REQUIRED ACTION → Rewrite all the lines below as a numbered list, omitting blank lines and leaving out the pictures.

********************

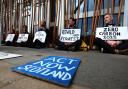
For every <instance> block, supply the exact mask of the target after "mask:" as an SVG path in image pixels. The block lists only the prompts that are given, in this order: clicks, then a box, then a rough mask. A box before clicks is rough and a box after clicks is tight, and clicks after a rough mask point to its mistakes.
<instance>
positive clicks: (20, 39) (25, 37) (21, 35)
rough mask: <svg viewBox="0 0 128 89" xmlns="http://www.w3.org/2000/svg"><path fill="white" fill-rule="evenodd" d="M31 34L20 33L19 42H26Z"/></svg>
mask: <svg viewBox="0 0 128 89" xmlns="http://www.w3.org/2000/svg"><path fill="white" fill-rule="evenodd" d="M28 35H29V34H19V37H18V40H17V43H21V42H26V41H27V40H28Z"/></svg>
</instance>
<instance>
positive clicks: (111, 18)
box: [104, 15, 113, 24]
mask: <svg viewBox="0 0 128 89" xmlns="http://www.w3.org/2000/svg"><path fill="white" fill-rule="evenodd" d="M112 19H113V18H112V16H111V15H105V16H104V22H105V23H106V24H107V23H111V22H112Z"/></svg>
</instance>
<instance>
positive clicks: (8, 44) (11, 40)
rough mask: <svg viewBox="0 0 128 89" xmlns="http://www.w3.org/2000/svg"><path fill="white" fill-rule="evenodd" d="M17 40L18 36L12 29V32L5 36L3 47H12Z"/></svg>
mask: <svg viewBox="0 0 128 89" xmlns="http://www.w3.org/2000/svg"><path fill="white" fill-rule="evenodd" d="M17 38H18V35H17V33H16V31H15V29H14V28H13V29H12V32H10V33H9V34H7V37H6V39H5V45H7V46H14V45H15V44H16V40H17Z"/></svg>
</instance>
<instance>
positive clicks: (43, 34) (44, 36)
mask: <svg viewBox="0 0 128 89" xmlns="http://www.w3.org/2000/svg"><path fill="white" fill-rule="evenodd" d="M46 35H47V34H46V32H45V31H38V32H36V33H35V36H34V40H33V42H35V40H36V39H38V40H39V41H41V42H42V43H45V39H46Z"/></svg>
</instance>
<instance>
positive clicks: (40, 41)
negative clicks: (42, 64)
mask: <svg viewBox="0 0 128 89" xmlns="http://www.w3.org/2000/svg"><path fill="white" fill-rule="evenodd" d="M39 31H44V32H46V39H45V42H44V43H43V42H41V41H40V40H38V39H36V40H35V41H34V42H33V47H34V48H44V47H46V44H47V42H48V39H47V38H48V35H47V34H48V29H46V22H45V21H41V22H40V27H39V28H38V30H37V31H36V32H39Z"/></svg>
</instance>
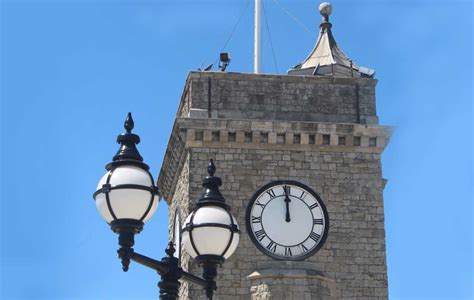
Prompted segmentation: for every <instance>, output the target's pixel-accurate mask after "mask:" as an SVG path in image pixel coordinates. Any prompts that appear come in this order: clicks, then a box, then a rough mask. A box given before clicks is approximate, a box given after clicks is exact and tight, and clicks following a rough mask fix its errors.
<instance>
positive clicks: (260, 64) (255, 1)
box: [253, 0, 262, 74]
mask: <svg viewBox="0 0 474 300" xmlns="http://www.w3.org/2000/svg"><path fill="white" fill-rule="evenodd" d="M261 4H262V3H261V0H255V24H254V51H253V70H254V73H256V74H259V73H261V71H262V48H261V44H262V36H261V30H260V29H261V26H260V8H261Z"/></svg>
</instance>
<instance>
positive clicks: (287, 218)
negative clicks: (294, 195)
mask: <svg viewBox="0 0 474 300" xmlns="http://www.w3.org/2000/svg"><path fill="white" fill-rule="evenodd" d="M283 189H284V190H285V204H286V218H285V221H286V222H290V221H291V218H290V202H291V199H290V197H289V196H288V190H289V189H290V188H289V187H288V186H286V185H285V186H284V187H283Z"/></svg>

********************

RESULT OF THE EXERCISE →
1. For every <instance> block, supply the exact mask of the target after "mask:" as an SVG path in image pixels. The block lists only the prompts that are given, in this order: clicks, then a box, then a rough mask. A box before clicks is rough and a box after clicks is tight, and clicks after a rough mask point to its mistakes.
2. <instance>
3. positive clicks: (20, 39) (25, 37) (21, 35)
4. rough mask: <svg viewBox="0 0 128 89" xmlns="http://www.w3.org/2000/svg"><path fill="white" fill-rule="evenodd" d="M31 34L20 33L19 42H26Z"/></svg>
5. mask: <svg viewBox="0 0 128 89" xmlns="http://www.w3.org/2000/svg"><path fill="white" fill-rule="evenodd" d="M28 35H29V34H19V37H18V40H17V43H21V42H26V41H27V40H28Z"/></svg>
6. </instance>
7. <instance>
8. positive clicks: (111, 18)
9. box: [104, 15, 113, 24]
10. mask: <svg viewBox="0 0 128 89" xmlns="http://www.w3.org/2000/svg"><path fill="white" fill-rule="evenodd" d="M112 19H113V18H112V16H111V15H105V16H104V22H105V23H106V24H107V23H111V22H112Z"/></svg>
11. </instance>
12. <instance>
13. positive clicks: (8, 44) (11, 40)
14. rough mask: <svg viewBox="0 0 128 89" xmlns="http://www.w3.org/2000/svg"><path fill="white" fill-rule="evenodd" d="M17 40L18 36L12 29V32L5 36L3 47H12Z"/></svg>
15. mask: <svg viewBox="0 0 128 89" xmlns="http://www.w3.org/2000/svg"><path fill="white" fill-rule="evenodd" d="M17 38H18V35H17V33H16V31H15V29H14V28H13V29H12V32H10V33H9V34H7V37H6V39H5V45H7V46H14V45H15V44H16V40H17Z"/></svg>
16. </instance>
17. <instance>
18. positive clicks: (43, 34) (44, 36)
19. mask: <svg viewBox="0 0 128 89" xmlns="http://www.w3.org/2000/svg"><path fill="white" fill-rule="evenodd" d="M46 35H47V34H46V32H45V31H38V32H36V33H35V36H34V40H33V42H35V40H36V39H38V40H39V41H41V42H42V43H45V39H46Z"/></svg>
20. </instance>
21. <instance>
22. positive clicks: (40, 41)
23. negative clicks: (42, 64)
24. mask: <svg viewBox="0 0 128 89" xmlns="http://www.w3.org/2000/svg"><path fill="white" fill-rule="evenodd" d="M39 31H44V32H46V39H45V42H44V43H43V42H41V41H40V40H38V39H36V40H35V41H34V42H33V47H34V48H44V47H46V44H47V42H48V39H47V38H48V35H47V34H48V29H46V22H45V21H41V22H40V27H39V28H38V30H37V31H36V32H39Z"/></svg>
25. </instance>
26. Prompted segmentation: for every <instance>, output the target's pixel-accurate mask after "mask:" as an SVG path in image pixel coordinates. Any prompts that appear come in this order: clicks, then a box, then a rough mask. A box given before clicks is approximate, a box given after clicks is exact and tight, and clicks following a rough mask fix its errors.
27. <instance>
28. positive clicks: (260, 64) (255, 1)
29. box: [253, 0, 262, 74]
30. mask: <svg viewBox="0 0 474 300" xmlns="http://www.w3.org/2000/svg"><path fill="white" fill-rule="evenodd" d="M261 4H262V3H261V0H255V24H254V51H253V70H254V73H256V74H259V73H261V71H262V48H261V44H262V36H261V30H260V29H261V26H260V8H261Z"/></svg>
31. </instance>
32. <instance>
33. positive clicks: (287, 218)
34. negative clicks: (294, 195)
35. mask: <svg viewBox="0 0 474 300" xmlns="http://www.w3.org/2000/svg"><path fill="white" fill-rule="evenodd" d="M283 189H284V190H285V204H286V218H285V221H286V222H290V221H291V218H290V202H291V199H290V197H289V196H288V190H289V189H290V188H289V187H288V186H286V185H285V186H284V187H283Z"/></svg>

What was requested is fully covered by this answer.